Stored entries
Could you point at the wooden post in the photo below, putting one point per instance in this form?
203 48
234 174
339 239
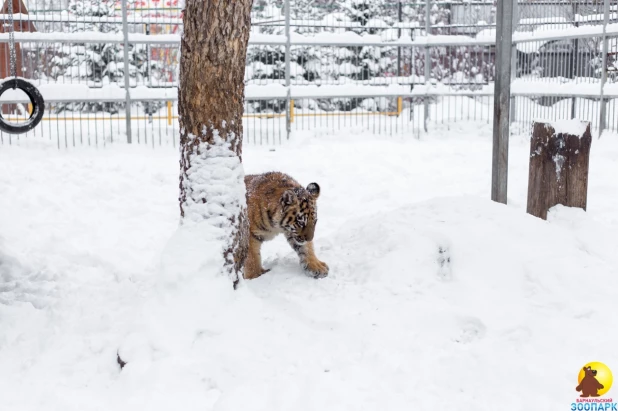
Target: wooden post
559 158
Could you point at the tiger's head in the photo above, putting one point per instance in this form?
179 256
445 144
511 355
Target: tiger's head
300 213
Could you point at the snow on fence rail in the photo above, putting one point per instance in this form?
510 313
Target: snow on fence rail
405 99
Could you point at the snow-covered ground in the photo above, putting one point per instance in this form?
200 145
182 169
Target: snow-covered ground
437 298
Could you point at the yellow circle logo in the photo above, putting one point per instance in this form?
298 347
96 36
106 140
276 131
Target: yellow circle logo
594 379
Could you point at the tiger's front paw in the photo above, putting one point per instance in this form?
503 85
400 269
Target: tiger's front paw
317 268
252 272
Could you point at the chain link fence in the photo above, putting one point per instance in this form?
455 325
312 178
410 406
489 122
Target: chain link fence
108 70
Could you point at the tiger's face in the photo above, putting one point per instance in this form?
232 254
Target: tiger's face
300 213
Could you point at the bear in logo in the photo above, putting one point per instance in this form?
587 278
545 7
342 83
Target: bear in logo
589 384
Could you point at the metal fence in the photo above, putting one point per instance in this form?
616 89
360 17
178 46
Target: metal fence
108 70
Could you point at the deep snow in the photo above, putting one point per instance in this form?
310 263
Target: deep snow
437 297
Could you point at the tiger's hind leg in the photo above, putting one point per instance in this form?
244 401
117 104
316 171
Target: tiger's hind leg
308 259
253 263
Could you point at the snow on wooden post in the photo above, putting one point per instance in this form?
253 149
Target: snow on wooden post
558 173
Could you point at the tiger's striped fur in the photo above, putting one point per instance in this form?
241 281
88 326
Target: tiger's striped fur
278 204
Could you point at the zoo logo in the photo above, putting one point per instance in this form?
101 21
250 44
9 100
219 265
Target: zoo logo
594 380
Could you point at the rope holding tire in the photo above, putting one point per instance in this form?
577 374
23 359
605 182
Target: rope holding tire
36 99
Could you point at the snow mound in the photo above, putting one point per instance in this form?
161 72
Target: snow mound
437 304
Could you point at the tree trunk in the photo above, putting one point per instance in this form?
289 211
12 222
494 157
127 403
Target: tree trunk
210 107
559 158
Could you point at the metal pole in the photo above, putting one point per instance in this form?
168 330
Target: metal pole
574 60
127 84
513 108
502 94
400 13
288 123
603 108
427 60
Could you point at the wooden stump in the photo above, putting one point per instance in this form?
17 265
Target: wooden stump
559 158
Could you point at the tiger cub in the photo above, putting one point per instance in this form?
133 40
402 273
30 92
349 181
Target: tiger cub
278 204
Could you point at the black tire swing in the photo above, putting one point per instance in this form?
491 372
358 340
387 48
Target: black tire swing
36 99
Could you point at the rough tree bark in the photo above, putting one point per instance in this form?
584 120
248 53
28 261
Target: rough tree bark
558 171
210 107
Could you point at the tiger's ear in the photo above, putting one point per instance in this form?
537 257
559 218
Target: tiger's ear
314 189
288 197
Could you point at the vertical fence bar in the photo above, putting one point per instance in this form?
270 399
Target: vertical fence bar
502 92
127 83
603 106
513 108
574 60
399 18
288 75
427 62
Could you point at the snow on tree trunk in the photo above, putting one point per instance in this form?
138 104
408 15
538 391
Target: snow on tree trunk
210 106
558 170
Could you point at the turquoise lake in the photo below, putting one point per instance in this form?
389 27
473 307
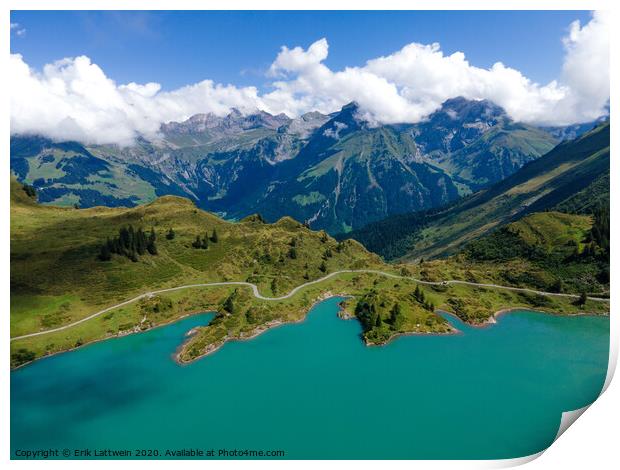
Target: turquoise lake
314 390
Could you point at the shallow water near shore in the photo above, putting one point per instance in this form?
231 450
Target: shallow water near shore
314 390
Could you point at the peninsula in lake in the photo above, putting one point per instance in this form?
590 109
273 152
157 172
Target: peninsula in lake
402 225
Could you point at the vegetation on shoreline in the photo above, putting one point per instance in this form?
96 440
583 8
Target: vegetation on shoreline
58 279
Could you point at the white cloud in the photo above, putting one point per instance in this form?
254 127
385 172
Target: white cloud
17 29
73 98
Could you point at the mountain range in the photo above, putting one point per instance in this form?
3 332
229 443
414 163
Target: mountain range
571 178
337 172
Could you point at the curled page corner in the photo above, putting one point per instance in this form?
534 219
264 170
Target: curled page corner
568 418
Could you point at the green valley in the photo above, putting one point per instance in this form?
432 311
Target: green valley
59 278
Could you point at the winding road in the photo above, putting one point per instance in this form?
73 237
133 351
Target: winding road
258 295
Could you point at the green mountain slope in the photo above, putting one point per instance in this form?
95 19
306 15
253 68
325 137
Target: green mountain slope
74 273
339 172
570 172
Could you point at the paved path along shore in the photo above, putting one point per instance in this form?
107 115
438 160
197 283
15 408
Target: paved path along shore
258 295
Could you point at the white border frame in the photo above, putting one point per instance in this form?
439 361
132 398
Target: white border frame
592 442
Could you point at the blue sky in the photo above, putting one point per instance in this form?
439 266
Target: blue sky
125 73
178 48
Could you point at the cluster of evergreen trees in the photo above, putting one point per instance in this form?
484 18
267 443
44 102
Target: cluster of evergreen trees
130 243
369 316
203 242
600 231
418 296
30 191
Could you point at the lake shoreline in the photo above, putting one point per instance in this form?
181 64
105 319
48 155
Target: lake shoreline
491 320
214 347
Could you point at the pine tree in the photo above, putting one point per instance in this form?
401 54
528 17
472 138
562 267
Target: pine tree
104 252
151 246
583 298
395 313
140 242
229 305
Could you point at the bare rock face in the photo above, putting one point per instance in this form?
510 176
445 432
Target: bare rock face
337 171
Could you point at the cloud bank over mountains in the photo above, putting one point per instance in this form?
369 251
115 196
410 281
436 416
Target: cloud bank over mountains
73 99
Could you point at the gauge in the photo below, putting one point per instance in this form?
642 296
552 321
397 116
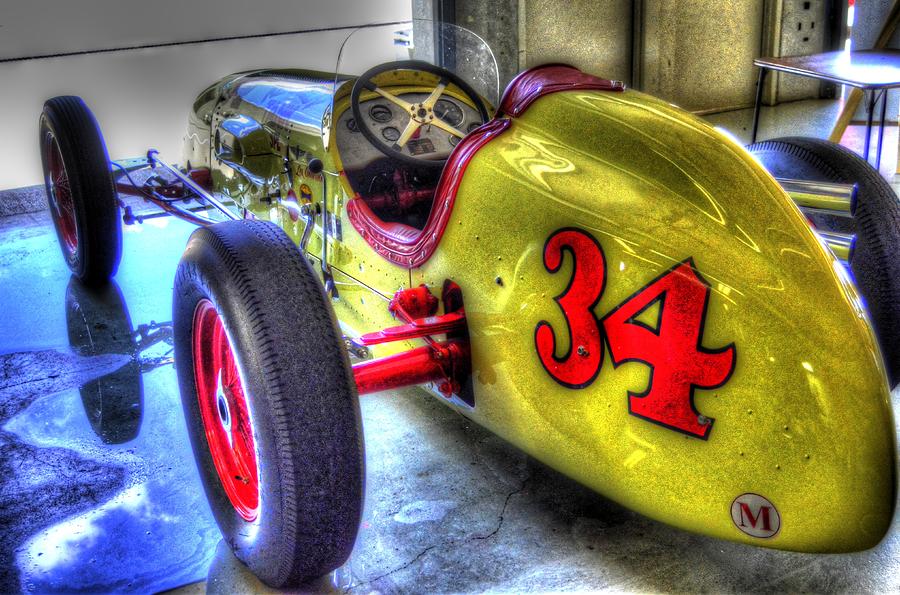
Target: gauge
390 133
449 112
381 113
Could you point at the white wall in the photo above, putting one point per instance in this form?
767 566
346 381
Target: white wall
142 97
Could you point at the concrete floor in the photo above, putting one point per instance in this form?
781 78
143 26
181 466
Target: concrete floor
100 492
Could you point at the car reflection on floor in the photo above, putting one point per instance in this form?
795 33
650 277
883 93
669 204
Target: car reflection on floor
99 490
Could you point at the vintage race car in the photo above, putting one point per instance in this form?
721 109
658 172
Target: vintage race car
602 279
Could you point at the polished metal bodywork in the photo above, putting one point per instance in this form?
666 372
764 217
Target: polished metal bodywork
805 419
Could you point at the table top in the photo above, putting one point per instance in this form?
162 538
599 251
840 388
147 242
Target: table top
865 69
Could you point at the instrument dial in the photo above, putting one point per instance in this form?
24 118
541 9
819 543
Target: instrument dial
381 113
390 134
449 112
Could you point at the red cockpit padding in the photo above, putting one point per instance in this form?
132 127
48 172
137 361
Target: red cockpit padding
536 82
405 245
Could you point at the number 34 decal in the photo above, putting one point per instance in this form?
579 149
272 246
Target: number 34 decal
672 347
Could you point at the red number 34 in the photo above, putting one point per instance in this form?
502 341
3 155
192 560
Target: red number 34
672 348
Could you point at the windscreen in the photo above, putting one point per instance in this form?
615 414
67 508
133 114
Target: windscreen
449 46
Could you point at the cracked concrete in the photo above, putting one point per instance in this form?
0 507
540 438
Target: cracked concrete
101 494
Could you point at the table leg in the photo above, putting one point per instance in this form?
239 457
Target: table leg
869 117
756 106
881 129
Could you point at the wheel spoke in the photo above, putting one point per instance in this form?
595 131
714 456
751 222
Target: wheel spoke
447 127
410 130
435 95
393 98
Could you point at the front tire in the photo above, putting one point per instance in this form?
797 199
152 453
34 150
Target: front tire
270 402
876 259
80 190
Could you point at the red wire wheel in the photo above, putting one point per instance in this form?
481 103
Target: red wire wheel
80 191
225 412
59 194
270 402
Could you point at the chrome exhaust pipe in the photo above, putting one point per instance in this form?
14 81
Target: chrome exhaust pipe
841 244
822 197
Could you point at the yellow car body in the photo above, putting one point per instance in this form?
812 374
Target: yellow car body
797 445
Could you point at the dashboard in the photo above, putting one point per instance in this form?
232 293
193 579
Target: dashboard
387 121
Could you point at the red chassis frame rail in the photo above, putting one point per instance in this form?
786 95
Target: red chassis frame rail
445 363
169 195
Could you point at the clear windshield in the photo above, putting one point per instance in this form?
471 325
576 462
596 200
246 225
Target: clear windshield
449 46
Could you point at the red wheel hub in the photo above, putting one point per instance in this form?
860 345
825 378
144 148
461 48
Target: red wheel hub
224 411
61 203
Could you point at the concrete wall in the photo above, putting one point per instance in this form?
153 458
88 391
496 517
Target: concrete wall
699 55
870 18
594 36
142 97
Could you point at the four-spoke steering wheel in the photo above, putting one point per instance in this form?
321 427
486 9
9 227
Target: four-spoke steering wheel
419 114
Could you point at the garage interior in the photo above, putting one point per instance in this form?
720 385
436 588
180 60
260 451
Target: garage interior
99 489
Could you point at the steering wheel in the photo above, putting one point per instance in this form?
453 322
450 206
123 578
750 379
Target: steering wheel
418 114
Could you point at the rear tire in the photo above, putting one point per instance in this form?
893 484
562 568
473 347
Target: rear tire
288 499
876 259
80 190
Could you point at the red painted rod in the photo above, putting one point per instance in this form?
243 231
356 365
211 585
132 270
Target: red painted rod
417 366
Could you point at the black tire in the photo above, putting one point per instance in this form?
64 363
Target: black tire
875 262
94 250
98 323
298 381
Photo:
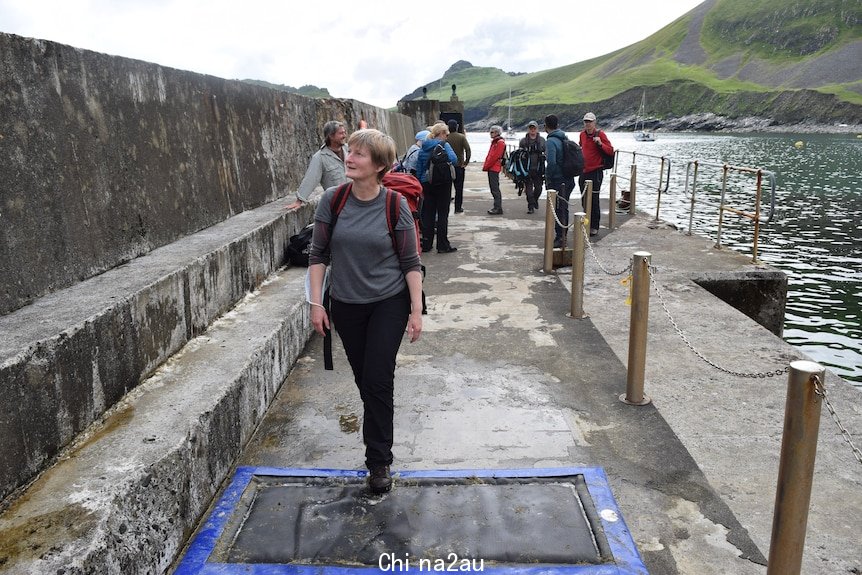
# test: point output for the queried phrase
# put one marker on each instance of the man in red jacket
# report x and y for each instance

_EXERCISE DIRECTIONS_. Please rewrite the items starting at the line that contains "Could you point at the red chassis" and ending at the end of the items, swapping "steering wheel" for "steering yoke" and leaving everything else unchanged. Leave the pictures out of your answer.

_OUTPUT OF THE TASK_.
Could you point at the red chassis frame rail in the photo above, putting one point per instance in this form?
786 95
Target: red chassis frame rail
445 363
169 195
Could you point at the clear windshield in the photo above, putting one point per instance in this form?
471 325
576 462
596 200
246 225
Target: clear windshield
449 46
Could you point at the red wheel hub in the photo above, putting one point per instance in this form?
860 345
825 378
144 148
461 48
Target: red wheel hub
224 411
61 203
Could you point at the concrete wall in the photo above, putting one point per instance in this form?
153 458
88 391
496 517
Target: concrete wall
699 55
870 18
594 36
142 97
Could you point at the four-spoke steering yoke in the photo above, putting one point per instance in this form?
321 427
486 9
9 227
Target: four-spoke steering yoke
419 114
Could you point at the garage interior in the photo above, putting one point per instance in this form?
720 385
436 588
180 60
260 451
Target: garage interior
99 489
Could you point at the steering yoke in the photo above, putting one point per instance in this form?
453 322
450 206
123 578
750 379
Target: steering yoke
418 114
Could you point at the rear tire in the photo above, putting one point per instance in this form?
893 484
562 568
473 347
Target: rear tire
288 499
876 259
80 190
Could you point at the red painted rod in the photo above, putting one point per instance in this form?
243 231
356 365
211 585
132 270
Target: red painted rod
417 366
Could you point at the black tire in the photo above, putting one point per instance in this form?
64 363
Target: black tire
875 262
94 250
98 323
298 381
Photo:
# test: point output for the queried phrase
# put one marker on each instance of the man in red jacket
# report x and y for each instance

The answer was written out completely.